++++ Dataset entries ++++
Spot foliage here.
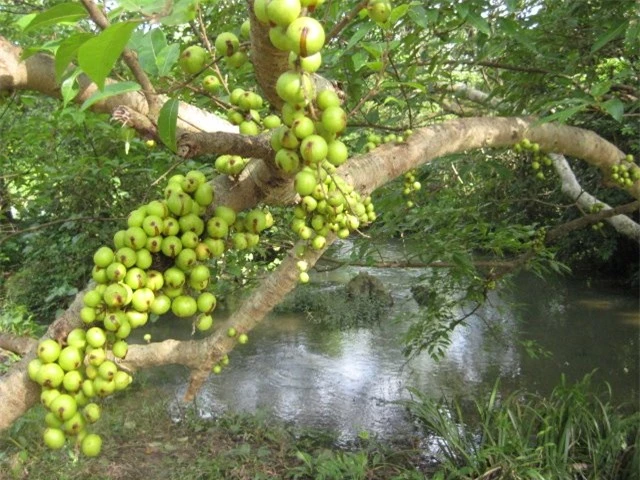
[406,375,640,479]
[0,95,175,322]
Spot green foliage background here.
[0,0,640,334]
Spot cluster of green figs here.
[29,170,273,456]
[28,0,391,456]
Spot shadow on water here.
[139,242,640,442]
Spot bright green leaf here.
[80,82,141,110]
[344,22,372,51]
[540,103,587,123]
[589,82,611,97]
[591,20,627,53]
[78,22,138,90]
[24,3,88,32]
[15,13,38,30]
[408,7,429,30]
[156,43,180,77]
[389,4,411,25]
[158,98,180,152]
[56,33,93,81]
[60,68,82,107]
[602,98,624,122]
[160,0,199,25]
[467,12,491,35]
[130,28,167,76]
[118,0,167,15]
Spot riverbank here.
[0,378,640,480]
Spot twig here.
[325,0,369,43]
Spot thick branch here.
[178,132,275,161]
[0,333,38,355]
[550,153,640,242]
[0,36,238,142]
[338,117,640,198]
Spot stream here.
[138,242,640,442]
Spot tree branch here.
[549,153,640,242]
[0,117,640,429]
[178,132,275,162]
[0,333,38,355]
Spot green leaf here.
[56,33,93,81]
[78,22,138,90]
[343,23,372,51]
[80,82,141,110]
[466,12,491,35]
[118,0,167,15]
[409,7,429,30]
[15,13,38,30]
[24,3,88,32]
[389,4,411,25]
[591,20,627,53]
[158,98,180,153]
[60,68,82,107]
[156,43,180,77]
[120,0,199,25]
[540,103,587,123]
[160,0,199,25]
[589,81,611,97]
[131,28,167,75]
[602,98,624,122]
[351,50,369,72]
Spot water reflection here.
[141,244,640,441]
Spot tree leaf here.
[389,4,411,25]
[24,3,88,32]
[591,20,628,53]
[540,103,587,123]
[160,0,199,25]
[80,82,142,110]
[56,33,93,81]
[131,28,167,76]
[78,22,138,90]
[60,68,82,107]
[158,98,180,153]
[466,12,491,35]
[156,43,180,77]
[602,98,624,122]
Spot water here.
[138,242,640,442]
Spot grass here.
[0,376,640,480]
[407,375,640,480]
[0,378,424,480]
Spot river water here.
[145,242,640,442]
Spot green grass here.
[407,375,640,480]
[0,385,424,480]
[0,376,640,480]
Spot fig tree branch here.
[0,117,640,429]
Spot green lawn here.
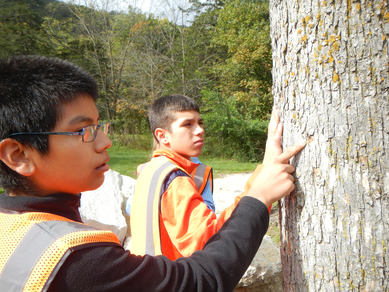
[108,146,257,178]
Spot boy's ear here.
[0,138,35,176]
[155,128,169,145]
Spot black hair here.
[0,56,98,193]
[149,94,200,141]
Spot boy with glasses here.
[0,56,303,292]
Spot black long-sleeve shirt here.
[0,194,269,292]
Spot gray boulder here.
[80,170,135,244]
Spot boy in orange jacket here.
[130,95,282,260]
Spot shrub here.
[201,90,268,162]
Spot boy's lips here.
[195,139,204,145]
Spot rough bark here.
[270,0,389,291]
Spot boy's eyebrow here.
[183,118,204,122]
[69,116,100,125]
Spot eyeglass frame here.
[7,123,110,143]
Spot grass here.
[108,146,257,178]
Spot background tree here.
[0,0,52,58]
[270,0,389,291]
[212,0,272,120]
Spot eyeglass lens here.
[83,123,109,142]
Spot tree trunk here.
[270,0,389,291]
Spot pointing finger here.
[276,141,307,163]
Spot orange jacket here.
[0,212,120,292]
[130,149,261,260]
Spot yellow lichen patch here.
[331,42,339,51]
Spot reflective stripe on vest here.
[130,156,178,255]
[0,212,120,292]
[191,164,213,194]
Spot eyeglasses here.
[7,123,109,143]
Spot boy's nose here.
[196,125,204,135]
[96,131,112,152]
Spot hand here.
[262,106,282,165]
[247,141,306,207]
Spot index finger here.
[276,141,307,163]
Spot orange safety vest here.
[130,155,213,258]
[0,209,120,292]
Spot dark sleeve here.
[49,197,269,292]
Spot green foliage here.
[201,90,267,162]
[0,0,54,58]
[0,0,272,161]
[212,0,272,120]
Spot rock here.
[234,235,283,292]
[80,170,283,292]
[80,170,135,243]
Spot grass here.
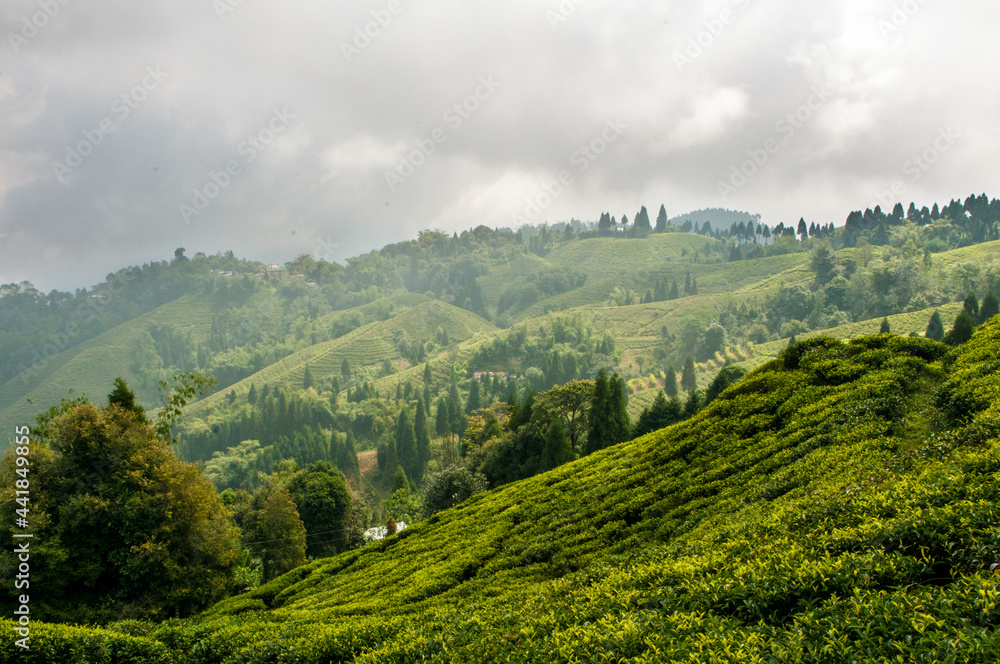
++++
■ Problem statement ■
Lay out the stretch from the line containing "Spot eyeglass lens here." through the end of the rows as a numbered list, skipping blank lines. Leave the pictures out of the list.

■ Complete output ■
1. Spot eyeglass lens here.
2. [83,123,109,142]
3. Spot tree trunk here.
4. [270,0,389,291]
5. Spot pointing finger here.
6. [276,141,307,163]
7. Spot orange jacket here.
8. [0,212,120,292]
9. [130,149,261,260]
10. Spot yellow lichen patch here.
11. [331,42,339,51]
12. Spot reflective stripe on vest here.
13. [130,156,178,255]
14. [0,212,120,292]
15. [191,164,213,194]
16. Spot eyeglasses here.
17. [7,123,109,143]
18. Spot boy's nose here.
19. [196,125,204,135]
20. [96,131,112,152]
21. Spot hand here.
22. [262,106,282,165]
23. [247,141,306,207]
24. Spot index finger here.
25. [276,141,307,163]
26. Spot orange safety vest here.
27. [130,155,213,258]
28. [0,209,120,292]
29. Spot dark sleeve here.
30. [49,197,269,292]
31. Spot green foliage here.
32. [201,90,267,162]
33. [0,0,54,58]
34. [0,0,272,161]
35. [212,0,272,120]
36. Spot rock here.
37. [234,235,283,292]
38. [80,170,283,292]
39. [80,170,135,243]
40. Spot grass here.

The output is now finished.